BRIEF:
Among the lines of the data, copy those that hold "metal".

SUPPLIED INFORMATION:
:::::
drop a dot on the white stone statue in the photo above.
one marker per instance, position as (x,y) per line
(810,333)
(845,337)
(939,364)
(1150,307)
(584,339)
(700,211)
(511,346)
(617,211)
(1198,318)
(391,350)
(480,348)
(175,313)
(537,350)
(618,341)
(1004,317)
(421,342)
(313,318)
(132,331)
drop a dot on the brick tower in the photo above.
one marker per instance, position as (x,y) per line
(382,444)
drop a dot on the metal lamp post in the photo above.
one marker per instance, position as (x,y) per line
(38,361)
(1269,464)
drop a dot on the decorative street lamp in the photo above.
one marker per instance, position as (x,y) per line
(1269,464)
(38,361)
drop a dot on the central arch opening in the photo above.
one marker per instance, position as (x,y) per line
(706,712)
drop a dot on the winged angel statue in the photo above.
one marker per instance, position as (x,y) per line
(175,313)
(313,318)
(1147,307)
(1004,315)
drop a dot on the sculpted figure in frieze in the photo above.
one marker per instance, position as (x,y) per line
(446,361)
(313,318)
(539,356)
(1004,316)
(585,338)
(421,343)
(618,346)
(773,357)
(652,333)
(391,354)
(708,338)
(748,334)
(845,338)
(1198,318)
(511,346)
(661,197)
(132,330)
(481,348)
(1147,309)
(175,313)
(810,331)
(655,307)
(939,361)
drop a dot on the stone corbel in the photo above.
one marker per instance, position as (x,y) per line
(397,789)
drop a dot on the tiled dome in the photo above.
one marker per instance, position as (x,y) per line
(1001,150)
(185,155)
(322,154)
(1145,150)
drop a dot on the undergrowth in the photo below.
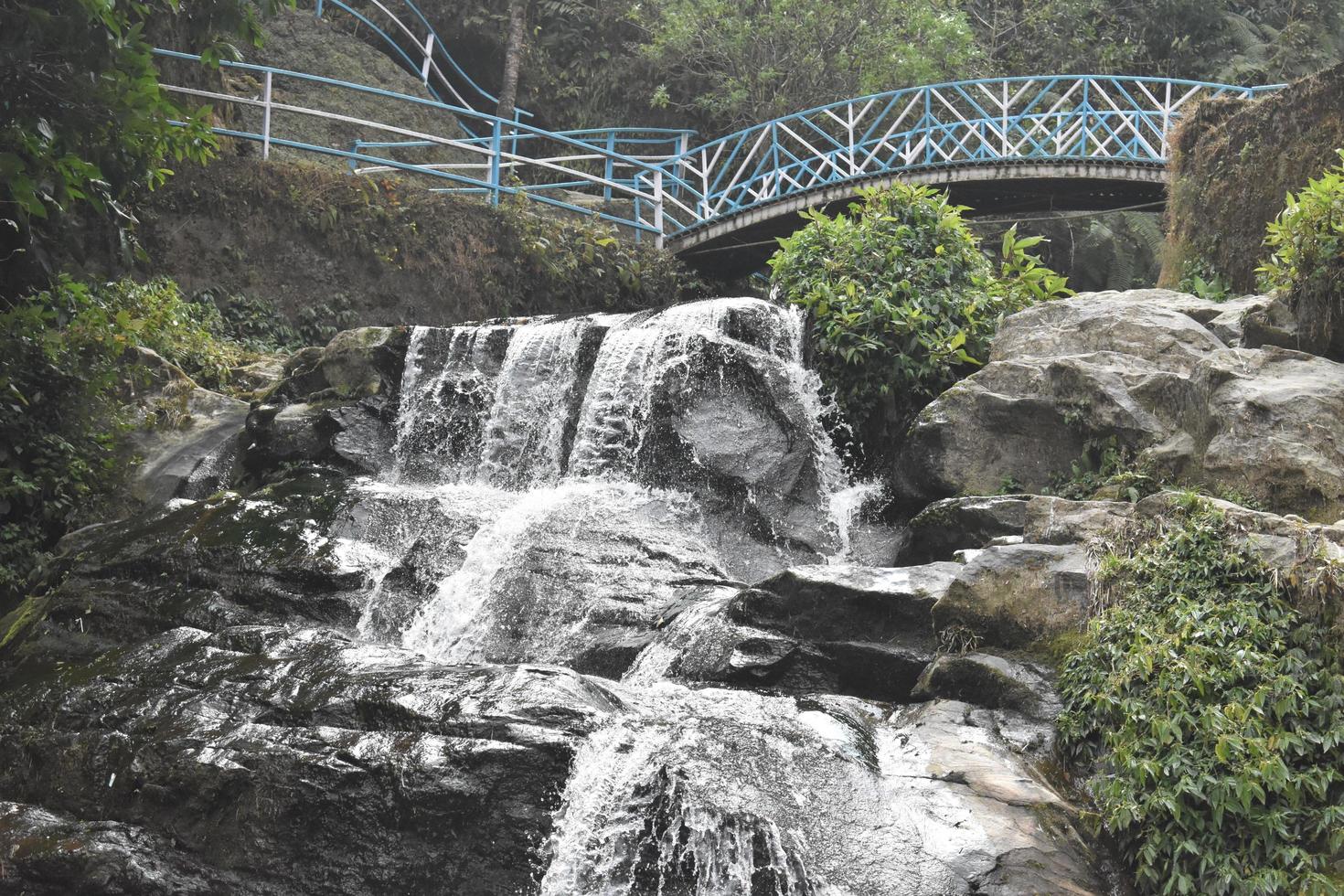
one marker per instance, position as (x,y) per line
(1204,710)
(902,298)
(69,369)
(1307,263)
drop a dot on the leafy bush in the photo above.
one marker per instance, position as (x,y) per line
(902,298)
(1200,278)
(586,265)
(1308,261)
(65,377)
(86,121)
(1212,713)
(251,321)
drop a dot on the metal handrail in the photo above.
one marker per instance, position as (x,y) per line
(1054,117)
(995,121)
(497,156)
(432,51)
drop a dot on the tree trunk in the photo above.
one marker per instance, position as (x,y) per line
(512,58)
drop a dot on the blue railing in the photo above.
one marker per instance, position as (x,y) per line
(436,66)
(987,121)
(651,182)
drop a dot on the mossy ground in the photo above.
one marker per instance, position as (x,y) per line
(1232,163)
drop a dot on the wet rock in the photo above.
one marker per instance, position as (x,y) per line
(53,855)
(1277,429)
(1051,520)
(731,425)
(269,753)
(351,435)
(1014,595)
(848,603)
(988,681)
(925,795)
(261,374)
(191,454)
(208,564)
(577,575)
(357,363)
(948,526)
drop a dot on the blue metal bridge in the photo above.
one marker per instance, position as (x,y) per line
(1001,144)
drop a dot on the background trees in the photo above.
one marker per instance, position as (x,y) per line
(85,121)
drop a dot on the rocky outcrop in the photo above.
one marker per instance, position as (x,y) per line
(269,755)
(1137,371)
(334,404)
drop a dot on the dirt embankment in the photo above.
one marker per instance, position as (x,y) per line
(1232,163)
(378,251)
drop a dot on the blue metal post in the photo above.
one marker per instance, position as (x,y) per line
(609,171)
(495,163)
(1083,146)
:::::
ANSWER BOX:
drop a dot on the metal lamp post in the photo above.
drop a dot on the metal handrail in the photo above.
drop a dot on the blue metal bridge in the photo above.
drop a dot on the blue metal post in the photo above.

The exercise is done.